- [Text shown]:
━━━━━━━━

Shabbat Wedding Garments

The Monday night online class has begun their studies with a review of some basic rules of hermeneutics, Biblical interpretation. One of the rules is that when interpreting a text, one must take into account the historical period and culture of the person who penned the words under the inspiration of the Holy Spirit.  This is important, for when we reach the last section of Workbook One, the Seven Assemblies of Revelation, I plan to include some new material that grows from that basic interpretive principle of historical context. 

Below is an excerpt of new material being added to CG Workbook Two (Seven Abominations of the Wicked Lamp, Seven Seals, Seven Trumpets, and Seven Bowls) when it is reformatted.  Because the CG paradigm is based on the 7s, the new material includes more specific insights into the Shabbat, the "base 7" for interpreting John's words in Revelation.

In Workbook One, the Seven Churches symbolized the preparation (or lack of) for the Seven Feasts of Adonai.  In two of those assemblies, Sardis (Trumpets) and Laodicea (Sukkot), garments were mentioned as an integral part of the preparation for the High Sabbaths of Rosh HaShanah and Sukkot.  Garments also are an integral part of weekly Shabbat preparation:

           Hanania taught: One should examine one's garments on Sabbath eve before nightfall. Rav Yosef observed: This is a great law for the Sabbath. (Shabbat 12a)

━━━━━━━━

- [Exercise description]: Carry on the Shabbat garments passage from the point where it stops, following its final sentence. The rows that follow were drawn from a separate source and are unrelated to the Shabbat garments passage.

Image object location rows:
━━━━━━━━

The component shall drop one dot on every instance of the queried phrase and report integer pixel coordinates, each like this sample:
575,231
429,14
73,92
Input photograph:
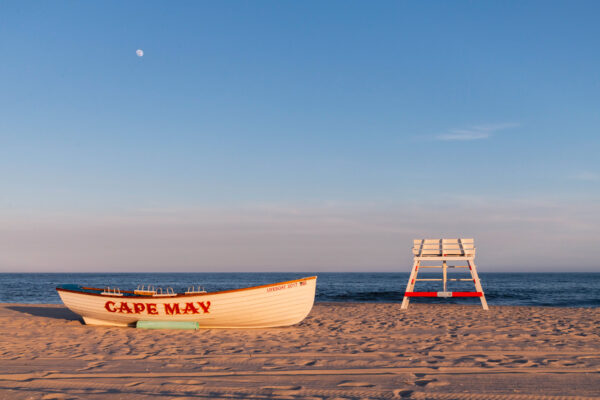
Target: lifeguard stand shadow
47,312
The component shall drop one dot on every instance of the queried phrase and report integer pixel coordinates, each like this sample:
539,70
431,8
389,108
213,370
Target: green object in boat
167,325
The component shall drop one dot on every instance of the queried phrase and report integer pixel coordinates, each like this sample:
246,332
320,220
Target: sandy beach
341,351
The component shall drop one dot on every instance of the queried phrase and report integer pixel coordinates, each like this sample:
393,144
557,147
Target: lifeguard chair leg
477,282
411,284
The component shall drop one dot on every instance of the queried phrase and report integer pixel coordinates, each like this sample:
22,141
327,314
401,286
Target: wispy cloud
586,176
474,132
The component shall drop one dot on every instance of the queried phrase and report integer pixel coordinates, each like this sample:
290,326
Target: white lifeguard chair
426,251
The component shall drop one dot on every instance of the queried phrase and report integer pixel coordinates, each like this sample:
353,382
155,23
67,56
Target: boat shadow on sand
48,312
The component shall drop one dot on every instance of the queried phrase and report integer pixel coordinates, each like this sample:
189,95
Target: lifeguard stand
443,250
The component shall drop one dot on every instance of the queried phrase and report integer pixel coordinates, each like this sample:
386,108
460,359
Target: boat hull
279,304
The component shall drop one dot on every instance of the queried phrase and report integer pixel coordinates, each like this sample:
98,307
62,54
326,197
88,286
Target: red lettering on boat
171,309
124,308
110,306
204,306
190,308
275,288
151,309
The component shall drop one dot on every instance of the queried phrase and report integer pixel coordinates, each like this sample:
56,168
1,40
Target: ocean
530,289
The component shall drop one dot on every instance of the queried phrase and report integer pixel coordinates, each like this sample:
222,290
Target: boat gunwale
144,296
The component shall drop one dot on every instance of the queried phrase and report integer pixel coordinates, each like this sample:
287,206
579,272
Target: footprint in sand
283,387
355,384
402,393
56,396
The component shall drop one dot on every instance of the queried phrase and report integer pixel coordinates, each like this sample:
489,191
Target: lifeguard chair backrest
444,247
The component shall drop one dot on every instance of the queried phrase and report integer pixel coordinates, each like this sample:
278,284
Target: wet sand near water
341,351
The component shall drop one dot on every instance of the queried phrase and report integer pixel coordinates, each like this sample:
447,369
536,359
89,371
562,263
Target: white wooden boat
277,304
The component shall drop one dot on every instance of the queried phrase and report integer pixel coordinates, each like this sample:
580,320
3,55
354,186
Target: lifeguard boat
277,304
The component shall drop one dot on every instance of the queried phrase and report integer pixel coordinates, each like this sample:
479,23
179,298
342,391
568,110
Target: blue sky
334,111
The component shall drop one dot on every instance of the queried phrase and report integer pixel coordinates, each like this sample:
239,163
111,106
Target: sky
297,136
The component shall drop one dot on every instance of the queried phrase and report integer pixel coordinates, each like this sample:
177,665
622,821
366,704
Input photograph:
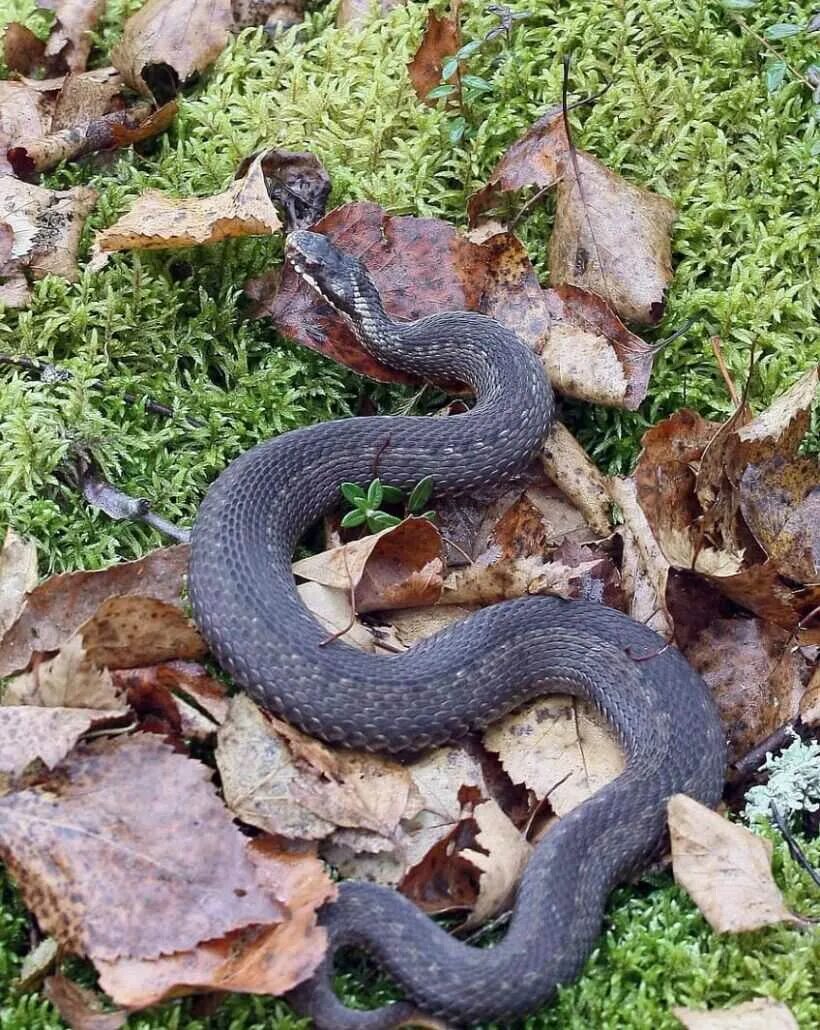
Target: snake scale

━━━━━━━━

- [Reply to the task]:
Although Hanania's teaching concerns inadvertently leaving a burden in one's pocket on Shabbat, the general principle is that a pocket conceals an object.  It may be part of an outer garment, but it holds a hidden thing that the person, either consciously or unconsciously, had not released to the secular world prior to the onset of Shabbat.

Rav Kook explained the role of Shabbat:

           The Sabbath, with its elevated holiness, comes to restore the purity of inner life that was suppressed and eroded by the corrupting influences of day-to-day life, influences that often contradict our true values and goals. But the power of Sabbath peace is even greater. Not only does Shabbat restore our inner world, but it reaches out to our outer world. The spiritual rest of Shabbat enables our outer life to be in harmony with our inner life, bestowing it a spirit of peace and holiness, joy and grace.

Shabbat unites the physical creation and our secular work with the holiness of His work of rest.  Properly understood, those things from the secular workweek are suspended in their progress in order to serve the man, a spiritual being made in the image of Elohim.  Instead of building or creating more THINGS, the Shabbat takes those things that have been built, prepared, created, crafted, and cooked, and those things are enjoyed in service to the man's holy day, Shabbat.  Such a man is a true witness of the Holy One's holy day, Shabbat.  All things work in the order of authority, which was the message to Thyatira.

By serving the Ruach of Shabbat, the Seventh Spirit of Adonai, Yirat Adonai (Reverence of Adonai), rules the home, even over the lower instincts of the nefesh (soul) and flesh. One way to witness to any principle is to respect that principle, and when the family submits the pleasures of foods, clothing, and use of time (Exodus 21:10) that day to the Holy One, then they are bringing unity to the spiritual and physical creation in its established order of the Word. The family is like a Hebrew family on Passover night, a family submitted to the spiritual authority of the physical sign of the blood on its doorpost. A family that observes Shabbat is submitting its physical goods and desires to the spiritual authority of the LORD's Day.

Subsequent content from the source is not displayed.